Dataset entries -
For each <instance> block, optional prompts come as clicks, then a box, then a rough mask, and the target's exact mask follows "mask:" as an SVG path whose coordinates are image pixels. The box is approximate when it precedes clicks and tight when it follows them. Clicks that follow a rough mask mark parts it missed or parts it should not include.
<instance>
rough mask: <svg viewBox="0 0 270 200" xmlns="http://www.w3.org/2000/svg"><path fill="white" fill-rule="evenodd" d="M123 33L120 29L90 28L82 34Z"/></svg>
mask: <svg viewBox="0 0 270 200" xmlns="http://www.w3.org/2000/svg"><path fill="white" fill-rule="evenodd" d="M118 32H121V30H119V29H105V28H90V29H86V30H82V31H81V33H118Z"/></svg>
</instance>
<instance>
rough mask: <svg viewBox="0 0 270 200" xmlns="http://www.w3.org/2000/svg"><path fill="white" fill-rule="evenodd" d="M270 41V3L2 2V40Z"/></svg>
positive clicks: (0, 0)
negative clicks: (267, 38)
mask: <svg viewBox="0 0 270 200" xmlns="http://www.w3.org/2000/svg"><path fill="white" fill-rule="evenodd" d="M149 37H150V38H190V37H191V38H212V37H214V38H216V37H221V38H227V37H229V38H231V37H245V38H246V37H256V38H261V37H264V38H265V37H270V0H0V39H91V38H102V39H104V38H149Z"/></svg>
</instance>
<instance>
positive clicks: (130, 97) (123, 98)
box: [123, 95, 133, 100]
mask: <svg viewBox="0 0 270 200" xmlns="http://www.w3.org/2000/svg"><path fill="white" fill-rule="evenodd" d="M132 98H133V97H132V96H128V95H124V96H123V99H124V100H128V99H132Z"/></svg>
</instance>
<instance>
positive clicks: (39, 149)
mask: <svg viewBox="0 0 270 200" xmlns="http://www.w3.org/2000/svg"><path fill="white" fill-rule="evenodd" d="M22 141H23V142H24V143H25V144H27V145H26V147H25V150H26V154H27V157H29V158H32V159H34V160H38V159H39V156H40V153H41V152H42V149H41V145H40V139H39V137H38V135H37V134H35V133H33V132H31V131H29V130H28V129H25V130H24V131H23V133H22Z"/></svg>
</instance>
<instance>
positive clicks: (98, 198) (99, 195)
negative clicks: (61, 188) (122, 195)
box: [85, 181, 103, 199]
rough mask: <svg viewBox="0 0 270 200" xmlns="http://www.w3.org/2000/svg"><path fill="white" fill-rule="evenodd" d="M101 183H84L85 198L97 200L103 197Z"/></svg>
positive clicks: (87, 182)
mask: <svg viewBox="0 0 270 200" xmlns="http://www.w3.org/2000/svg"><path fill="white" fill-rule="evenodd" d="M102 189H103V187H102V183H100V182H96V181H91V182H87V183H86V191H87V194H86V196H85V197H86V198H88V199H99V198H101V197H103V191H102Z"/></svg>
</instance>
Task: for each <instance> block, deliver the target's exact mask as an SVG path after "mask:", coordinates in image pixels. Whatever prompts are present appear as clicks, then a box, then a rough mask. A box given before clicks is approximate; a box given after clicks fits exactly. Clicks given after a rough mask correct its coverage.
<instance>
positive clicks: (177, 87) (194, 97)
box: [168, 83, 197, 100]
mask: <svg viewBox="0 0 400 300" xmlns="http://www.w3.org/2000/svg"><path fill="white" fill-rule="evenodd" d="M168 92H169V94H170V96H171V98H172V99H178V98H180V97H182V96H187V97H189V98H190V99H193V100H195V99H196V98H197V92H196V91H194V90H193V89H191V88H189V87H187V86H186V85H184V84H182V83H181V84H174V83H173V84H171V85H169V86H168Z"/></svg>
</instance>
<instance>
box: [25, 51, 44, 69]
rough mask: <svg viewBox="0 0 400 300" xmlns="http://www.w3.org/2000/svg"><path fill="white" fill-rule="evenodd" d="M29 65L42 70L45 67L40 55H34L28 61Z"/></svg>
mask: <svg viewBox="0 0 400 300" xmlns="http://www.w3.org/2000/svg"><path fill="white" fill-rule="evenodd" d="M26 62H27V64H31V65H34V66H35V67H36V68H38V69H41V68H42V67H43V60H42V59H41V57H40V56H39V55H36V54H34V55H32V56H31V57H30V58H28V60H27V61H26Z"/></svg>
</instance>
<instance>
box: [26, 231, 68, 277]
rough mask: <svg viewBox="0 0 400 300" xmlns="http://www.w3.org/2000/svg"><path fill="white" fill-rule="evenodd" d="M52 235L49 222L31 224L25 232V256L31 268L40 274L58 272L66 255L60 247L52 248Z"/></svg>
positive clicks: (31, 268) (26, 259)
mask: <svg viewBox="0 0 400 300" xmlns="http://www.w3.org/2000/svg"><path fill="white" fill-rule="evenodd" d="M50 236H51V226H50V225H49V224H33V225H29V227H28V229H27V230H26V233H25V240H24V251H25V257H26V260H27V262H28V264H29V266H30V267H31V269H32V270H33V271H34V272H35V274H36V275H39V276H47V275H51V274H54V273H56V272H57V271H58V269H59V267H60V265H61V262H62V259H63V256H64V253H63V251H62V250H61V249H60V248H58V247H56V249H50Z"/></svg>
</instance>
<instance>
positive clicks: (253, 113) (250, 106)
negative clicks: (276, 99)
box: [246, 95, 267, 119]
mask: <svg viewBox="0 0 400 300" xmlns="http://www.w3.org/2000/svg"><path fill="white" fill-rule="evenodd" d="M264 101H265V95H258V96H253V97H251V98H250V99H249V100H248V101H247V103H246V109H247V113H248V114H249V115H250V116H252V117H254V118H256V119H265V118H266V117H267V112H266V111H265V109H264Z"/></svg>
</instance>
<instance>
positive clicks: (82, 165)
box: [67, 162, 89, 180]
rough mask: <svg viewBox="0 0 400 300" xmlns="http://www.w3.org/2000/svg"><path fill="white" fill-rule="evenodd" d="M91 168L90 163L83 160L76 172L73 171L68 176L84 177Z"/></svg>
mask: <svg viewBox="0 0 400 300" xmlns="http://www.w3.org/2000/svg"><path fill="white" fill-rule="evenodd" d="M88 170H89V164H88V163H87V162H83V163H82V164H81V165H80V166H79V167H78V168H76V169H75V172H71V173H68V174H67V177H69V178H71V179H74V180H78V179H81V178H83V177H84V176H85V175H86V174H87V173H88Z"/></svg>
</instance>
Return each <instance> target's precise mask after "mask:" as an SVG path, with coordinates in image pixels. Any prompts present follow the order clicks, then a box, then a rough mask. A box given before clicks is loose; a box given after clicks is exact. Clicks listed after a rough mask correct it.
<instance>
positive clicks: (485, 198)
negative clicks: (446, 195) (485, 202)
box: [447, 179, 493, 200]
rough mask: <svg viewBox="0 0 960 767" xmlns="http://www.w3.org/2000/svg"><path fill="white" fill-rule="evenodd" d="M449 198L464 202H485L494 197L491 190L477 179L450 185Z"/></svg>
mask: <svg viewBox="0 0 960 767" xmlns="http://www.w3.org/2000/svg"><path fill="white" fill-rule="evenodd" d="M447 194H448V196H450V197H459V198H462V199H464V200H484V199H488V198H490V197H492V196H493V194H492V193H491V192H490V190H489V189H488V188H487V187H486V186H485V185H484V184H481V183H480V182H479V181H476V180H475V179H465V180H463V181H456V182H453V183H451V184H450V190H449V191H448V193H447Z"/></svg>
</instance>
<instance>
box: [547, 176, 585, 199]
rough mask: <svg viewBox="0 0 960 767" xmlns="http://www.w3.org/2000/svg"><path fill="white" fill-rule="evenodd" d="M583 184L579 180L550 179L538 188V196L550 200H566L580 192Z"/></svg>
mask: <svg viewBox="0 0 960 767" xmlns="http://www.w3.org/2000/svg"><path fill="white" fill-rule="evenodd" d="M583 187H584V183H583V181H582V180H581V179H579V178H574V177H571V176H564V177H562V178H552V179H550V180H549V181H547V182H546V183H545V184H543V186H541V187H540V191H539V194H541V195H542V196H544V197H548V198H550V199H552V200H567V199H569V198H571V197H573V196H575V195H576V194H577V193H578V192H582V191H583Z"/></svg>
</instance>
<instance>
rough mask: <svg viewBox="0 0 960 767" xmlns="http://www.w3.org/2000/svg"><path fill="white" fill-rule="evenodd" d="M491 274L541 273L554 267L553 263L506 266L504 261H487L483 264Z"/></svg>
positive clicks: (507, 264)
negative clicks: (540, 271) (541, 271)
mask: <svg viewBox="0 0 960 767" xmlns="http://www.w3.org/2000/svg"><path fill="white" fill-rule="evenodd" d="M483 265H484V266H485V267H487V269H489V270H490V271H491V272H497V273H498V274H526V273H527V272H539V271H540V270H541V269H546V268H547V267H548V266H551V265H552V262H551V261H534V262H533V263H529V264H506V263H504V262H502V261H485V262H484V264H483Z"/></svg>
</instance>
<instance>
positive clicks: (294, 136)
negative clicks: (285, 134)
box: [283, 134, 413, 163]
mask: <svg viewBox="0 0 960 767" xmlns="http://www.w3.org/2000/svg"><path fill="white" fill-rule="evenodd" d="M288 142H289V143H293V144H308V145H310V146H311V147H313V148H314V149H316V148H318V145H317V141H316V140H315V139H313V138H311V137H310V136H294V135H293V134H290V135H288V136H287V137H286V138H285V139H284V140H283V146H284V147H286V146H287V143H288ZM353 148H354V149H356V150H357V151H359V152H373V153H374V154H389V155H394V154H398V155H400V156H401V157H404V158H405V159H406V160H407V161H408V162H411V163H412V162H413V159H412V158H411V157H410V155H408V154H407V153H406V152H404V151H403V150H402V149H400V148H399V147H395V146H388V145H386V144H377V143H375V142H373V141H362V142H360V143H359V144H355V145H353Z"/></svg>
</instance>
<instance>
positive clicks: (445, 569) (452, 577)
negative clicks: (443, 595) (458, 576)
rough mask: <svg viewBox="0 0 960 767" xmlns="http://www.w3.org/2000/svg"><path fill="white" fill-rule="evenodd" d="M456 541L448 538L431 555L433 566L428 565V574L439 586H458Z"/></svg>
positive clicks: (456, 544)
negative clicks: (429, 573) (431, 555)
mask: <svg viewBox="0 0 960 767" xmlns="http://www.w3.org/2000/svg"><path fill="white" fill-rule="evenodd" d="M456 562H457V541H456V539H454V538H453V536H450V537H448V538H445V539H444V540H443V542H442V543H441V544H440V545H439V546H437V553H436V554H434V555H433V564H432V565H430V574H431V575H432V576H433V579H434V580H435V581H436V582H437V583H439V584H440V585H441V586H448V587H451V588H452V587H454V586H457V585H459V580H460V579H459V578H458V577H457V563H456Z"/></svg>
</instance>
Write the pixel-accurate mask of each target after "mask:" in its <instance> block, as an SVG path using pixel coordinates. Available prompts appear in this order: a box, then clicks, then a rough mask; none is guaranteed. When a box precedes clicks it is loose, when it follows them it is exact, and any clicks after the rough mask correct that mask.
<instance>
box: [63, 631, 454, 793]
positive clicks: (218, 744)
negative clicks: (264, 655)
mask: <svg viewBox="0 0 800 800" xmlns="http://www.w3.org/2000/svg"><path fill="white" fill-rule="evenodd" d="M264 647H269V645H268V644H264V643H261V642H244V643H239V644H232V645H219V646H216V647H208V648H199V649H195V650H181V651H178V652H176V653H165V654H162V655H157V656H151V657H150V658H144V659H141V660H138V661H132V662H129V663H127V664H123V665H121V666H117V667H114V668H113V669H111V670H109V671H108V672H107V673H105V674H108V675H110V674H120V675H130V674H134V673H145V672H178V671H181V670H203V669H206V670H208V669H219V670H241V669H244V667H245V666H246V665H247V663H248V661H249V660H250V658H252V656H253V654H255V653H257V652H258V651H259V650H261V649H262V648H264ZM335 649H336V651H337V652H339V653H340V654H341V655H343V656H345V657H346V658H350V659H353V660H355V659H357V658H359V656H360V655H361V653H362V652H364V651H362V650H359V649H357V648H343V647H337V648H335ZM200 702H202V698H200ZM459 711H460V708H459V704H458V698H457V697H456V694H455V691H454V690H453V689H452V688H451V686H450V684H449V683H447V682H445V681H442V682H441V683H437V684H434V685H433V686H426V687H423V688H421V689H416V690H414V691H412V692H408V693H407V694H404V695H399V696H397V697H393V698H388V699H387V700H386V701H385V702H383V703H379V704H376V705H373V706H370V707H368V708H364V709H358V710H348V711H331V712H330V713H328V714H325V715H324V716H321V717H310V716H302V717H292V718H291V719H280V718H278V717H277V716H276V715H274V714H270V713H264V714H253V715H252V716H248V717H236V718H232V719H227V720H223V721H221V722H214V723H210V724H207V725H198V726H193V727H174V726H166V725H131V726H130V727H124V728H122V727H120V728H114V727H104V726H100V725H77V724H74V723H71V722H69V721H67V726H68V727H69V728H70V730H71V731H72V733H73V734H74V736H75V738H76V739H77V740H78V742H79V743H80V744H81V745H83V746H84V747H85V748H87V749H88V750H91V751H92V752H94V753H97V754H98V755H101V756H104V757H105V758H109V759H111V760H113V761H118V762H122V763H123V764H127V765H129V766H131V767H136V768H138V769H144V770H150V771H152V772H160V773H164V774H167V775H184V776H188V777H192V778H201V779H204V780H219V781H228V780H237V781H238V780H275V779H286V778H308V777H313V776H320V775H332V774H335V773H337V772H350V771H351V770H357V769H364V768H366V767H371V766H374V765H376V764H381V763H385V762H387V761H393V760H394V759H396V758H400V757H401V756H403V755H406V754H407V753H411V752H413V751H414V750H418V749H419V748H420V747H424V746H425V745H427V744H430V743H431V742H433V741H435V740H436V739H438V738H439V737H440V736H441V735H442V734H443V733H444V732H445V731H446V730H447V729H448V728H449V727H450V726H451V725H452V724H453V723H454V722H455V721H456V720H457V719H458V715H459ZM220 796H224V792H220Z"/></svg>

Task prompt - Where a line above contains the word "given", copy that line.

Solution below -
Task: for each <instance> block, deliver the target's exact mask as an SVG path after "mask:", coordinates in image pixels. Whatever prompts are present appear as clicks, then a box, then a rough mask. A box given before clicks is approximate; a box given after clicks fits exactly. Clicks given after a rough mask correct its coverage.
Return each <instance> target's precise mask after "mask:" as an SVG path, with coordinates in image pixels. Any prompts present follow the order clicks, then a box, then a rough mask. A box given before clicks is loose; a box given after clicks is exact. Clicks listed after a rough mask correct it.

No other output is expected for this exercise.